**** Testo fornito ****

Pensare positivo. Il Governo (e non presunti esperti) ha messo a punto una strategia che definisce “integrata” e vuole innescare un circolo virtuoso tra sviluppo infrastrutturale e sviluppo dei servizi, attribuendo un ruolo chiave alla trasformazione digitale della Pubblica Amministrazione, l’ormai famoso “digital first”. Non è necessariamente originale, ma leggere di obiettivi migliorativi rispetto a quelli raccomandati dall’Unione Europea e di un percorso per la loro attuazione non può che essere valutato positivamente. Oltre il minimo sindacale.

Finestre temporali. La strategia identifica una tappa intermedia al 2018, punto di passaggio chiave anche per il consolidamento delle nuove soluzioni tecnologiche. Il periodo 2015-2017 è effettivamente fondamentale per verificare l’effettivo sviluppo dei progetti annunciati e la risposta della domanda, che è la condizione chiave per ristabilire la redditività del settore. Aspettando il GFast.

Strumenti. La strategia presenta una gamma estremamente ampia di strumenti, diretti e indiretti, per incentivare la realizzazione delle reti a banda ultralarga e il loro upgrade oltre la fatidica soglia dei 100 Mbit/s. Gli strumenti, dalla defiscalizzazione agli incentivi a fondo perduto, vengono mappati nei diversi contesti territoriali, sulla base di un’analisi tecnico-economica effettuata da Infratel, che è la società di scopo che sta implementando il piano sulla banda ultralarga avviato a partire dal Mezzogiorno. Tuttavia, rimane molto delicata la messa a punto di un meccanismo di gara che consenta un utilizzo efficiente delle risorse e il rapido conseguimento degli obiettivi strategici.

Risorse. La stima del fabbisogno finanziario per raggiungere i diversi obiettivi territoriali e prestazionali è sicuramente utile a dimensionare lo sforzo dei vari attori, pubblici e privati, in campo. Non sfugge però il fatto che le risorse più consistenti siano legate al Fondo Sviluppo e Coesione 2014-2020 (da programmare), mentre non tutte le Regioni hanno inserito nei propri Programmi Operativi Regionali 2014-2020 un ammontare significativo di risorse. Verso un divario digitale nella programmazione.

**** Dati mostrati ****

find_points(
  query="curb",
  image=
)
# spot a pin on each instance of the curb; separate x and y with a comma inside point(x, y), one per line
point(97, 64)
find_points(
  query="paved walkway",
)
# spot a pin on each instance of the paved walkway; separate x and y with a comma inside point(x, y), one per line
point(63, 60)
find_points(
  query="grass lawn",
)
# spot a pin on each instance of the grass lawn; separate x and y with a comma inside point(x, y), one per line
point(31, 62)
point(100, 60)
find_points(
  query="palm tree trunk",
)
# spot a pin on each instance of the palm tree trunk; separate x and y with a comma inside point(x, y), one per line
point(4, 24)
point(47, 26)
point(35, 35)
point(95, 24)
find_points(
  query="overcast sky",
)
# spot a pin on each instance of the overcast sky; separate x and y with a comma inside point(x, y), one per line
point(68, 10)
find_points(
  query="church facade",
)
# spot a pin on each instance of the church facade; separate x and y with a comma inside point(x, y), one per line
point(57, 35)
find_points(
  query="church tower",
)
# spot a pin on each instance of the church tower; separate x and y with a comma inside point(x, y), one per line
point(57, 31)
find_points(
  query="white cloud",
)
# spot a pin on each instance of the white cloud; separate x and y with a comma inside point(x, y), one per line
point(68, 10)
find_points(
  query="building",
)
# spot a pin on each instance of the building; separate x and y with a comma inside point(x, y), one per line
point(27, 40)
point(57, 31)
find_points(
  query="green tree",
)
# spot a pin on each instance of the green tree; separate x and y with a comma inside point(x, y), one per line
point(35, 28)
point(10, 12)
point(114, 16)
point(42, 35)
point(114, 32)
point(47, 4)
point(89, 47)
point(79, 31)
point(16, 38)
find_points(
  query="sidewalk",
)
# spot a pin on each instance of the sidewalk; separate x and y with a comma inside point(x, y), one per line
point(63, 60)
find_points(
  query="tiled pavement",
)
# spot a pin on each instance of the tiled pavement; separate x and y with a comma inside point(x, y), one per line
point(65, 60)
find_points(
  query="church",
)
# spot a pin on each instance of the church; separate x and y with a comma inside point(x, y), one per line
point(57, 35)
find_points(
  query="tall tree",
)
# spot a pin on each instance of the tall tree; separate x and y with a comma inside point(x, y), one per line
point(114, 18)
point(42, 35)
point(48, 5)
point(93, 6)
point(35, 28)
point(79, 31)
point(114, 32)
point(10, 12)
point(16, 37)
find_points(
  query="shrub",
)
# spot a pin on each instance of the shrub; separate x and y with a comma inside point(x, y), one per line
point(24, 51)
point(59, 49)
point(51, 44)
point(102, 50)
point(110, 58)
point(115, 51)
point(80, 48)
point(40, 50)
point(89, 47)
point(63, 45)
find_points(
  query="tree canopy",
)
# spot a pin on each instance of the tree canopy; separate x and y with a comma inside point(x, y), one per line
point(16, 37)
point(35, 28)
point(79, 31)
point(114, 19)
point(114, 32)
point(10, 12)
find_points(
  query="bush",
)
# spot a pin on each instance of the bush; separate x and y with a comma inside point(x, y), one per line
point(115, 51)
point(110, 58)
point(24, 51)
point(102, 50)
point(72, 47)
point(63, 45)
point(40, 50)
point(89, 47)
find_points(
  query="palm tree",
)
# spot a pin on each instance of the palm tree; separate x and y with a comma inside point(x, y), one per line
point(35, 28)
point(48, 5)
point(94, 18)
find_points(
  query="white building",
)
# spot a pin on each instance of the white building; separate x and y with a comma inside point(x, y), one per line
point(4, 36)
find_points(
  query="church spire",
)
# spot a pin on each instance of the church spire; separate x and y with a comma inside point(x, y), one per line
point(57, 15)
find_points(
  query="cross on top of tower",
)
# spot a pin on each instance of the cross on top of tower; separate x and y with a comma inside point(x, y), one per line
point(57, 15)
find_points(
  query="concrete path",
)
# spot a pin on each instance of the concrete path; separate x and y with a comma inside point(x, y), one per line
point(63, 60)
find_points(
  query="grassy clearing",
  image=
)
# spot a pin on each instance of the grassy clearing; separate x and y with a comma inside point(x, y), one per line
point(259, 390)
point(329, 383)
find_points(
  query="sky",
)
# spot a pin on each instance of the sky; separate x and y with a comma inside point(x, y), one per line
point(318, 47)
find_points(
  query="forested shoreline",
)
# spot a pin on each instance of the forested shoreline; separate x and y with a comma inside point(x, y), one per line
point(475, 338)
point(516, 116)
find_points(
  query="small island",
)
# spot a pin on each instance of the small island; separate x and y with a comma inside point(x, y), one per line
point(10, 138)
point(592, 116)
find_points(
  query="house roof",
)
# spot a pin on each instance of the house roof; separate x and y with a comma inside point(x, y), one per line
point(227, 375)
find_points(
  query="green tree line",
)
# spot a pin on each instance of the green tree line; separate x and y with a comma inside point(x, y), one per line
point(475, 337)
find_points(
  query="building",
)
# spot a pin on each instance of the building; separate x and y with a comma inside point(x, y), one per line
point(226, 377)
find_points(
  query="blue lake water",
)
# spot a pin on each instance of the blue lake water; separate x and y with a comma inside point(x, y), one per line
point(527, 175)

****

Compito: Traduci in inglese questa frase del testo sulla strategia per la banda ultralarga: «Il periodo 2015-2017 è effettivamente fondamentale per verificare l’effettivo sviluppo dei progetti annunciati e la risposta della domanda, che è la condizione chiave per ristabilire la redditività del settore.» Per svolgere il compito le voci non servono.

Risposta corretta: The 2015-2017 period is indeed crucial for verifying the actual development of the announced projects and the response of demand, which is the key condition for restoring the sector's profitability.